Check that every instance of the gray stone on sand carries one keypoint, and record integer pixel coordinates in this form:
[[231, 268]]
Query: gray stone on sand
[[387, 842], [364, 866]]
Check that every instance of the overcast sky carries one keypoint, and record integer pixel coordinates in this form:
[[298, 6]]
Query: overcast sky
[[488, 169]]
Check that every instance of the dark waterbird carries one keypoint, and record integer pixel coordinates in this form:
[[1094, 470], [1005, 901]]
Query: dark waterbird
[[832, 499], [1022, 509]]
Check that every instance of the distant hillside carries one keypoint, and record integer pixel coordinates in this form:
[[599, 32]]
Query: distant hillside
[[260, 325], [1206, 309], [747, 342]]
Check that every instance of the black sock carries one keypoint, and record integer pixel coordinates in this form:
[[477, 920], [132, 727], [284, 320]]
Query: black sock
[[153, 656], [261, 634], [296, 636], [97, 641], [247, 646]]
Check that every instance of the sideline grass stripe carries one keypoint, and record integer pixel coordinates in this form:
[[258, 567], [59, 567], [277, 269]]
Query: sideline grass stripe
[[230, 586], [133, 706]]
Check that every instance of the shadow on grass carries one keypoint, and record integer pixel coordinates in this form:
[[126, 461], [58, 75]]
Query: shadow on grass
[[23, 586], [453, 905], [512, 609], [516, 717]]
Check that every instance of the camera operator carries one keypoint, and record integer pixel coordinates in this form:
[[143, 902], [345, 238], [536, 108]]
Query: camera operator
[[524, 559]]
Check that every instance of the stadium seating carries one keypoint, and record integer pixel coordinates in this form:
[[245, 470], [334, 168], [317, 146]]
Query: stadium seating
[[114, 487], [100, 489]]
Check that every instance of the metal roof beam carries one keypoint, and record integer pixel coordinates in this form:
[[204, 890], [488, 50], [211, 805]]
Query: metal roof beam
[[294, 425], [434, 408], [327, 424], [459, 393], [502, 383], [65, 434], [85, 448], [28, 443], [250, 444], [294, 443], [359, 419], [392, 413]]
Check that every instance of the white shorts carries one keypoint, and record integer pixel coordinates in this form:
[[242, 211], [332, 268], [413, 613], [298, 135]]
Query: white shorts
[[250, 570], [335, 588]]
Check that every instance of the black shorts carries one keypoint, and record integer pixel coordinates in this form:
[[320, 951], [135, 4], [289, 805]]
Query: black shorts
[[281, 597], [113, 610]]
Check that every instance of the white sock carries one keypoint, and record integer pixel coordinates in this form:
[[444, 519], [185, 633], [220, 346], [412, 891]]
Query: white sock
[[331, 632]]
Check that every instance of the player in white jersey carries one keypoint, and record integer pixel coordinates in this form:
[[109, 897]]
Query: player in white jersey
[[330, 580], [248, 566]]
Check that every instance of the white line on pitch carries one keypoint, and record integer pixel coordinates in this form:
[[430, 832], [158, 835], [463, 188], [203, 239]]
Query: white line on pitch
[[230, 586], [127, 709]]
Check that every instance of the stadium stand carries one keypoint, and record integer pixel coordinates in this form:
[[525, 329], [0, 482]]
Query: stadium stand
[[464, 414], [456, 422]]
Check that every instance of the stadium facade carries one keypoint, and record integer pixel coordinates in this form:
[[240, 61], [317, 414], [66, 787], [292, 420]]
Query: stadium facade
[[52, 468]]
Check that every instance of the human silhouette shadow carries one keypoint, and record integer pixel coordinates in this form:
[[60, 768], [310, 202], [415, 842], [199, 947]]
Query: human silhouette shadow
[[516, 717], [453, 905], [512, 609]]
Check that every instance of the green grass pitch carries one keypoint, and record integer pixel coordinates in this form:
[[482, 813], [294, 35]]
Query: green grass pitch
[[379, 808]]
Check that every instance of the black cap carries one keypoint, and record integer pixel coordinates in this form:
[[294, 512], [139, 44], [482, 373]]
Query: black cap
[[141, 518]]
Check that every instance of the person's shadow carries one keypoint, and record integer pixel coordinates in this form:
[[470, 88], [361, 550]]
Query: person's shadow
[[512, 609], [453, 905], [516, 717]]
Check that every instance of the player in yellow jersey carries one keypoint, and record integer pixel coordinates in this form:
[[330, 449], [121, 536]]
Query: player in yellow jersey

Task: Reproduce verbatim the rows above, from the line containing "Check that every instance of the white shorts" up to and including the line containing "[[281, 597], [113, 610]]".

Solution to the exercise:
Check that every instance of the white shorts carries one keypoint, and record integer pixel coordinates in this form:
[[242, 211], [332, 268], [413, 613], [298, 135]]
Query: white shorts
[[250, 570], [335, 588]]
Check that every instance of the black shorts carries one keypoint, and record integer pixel coordinates in this form:
[[320, 951], [135, 4], [289, 805]]
Query: black shorts
[[281, 597], [113, 610]]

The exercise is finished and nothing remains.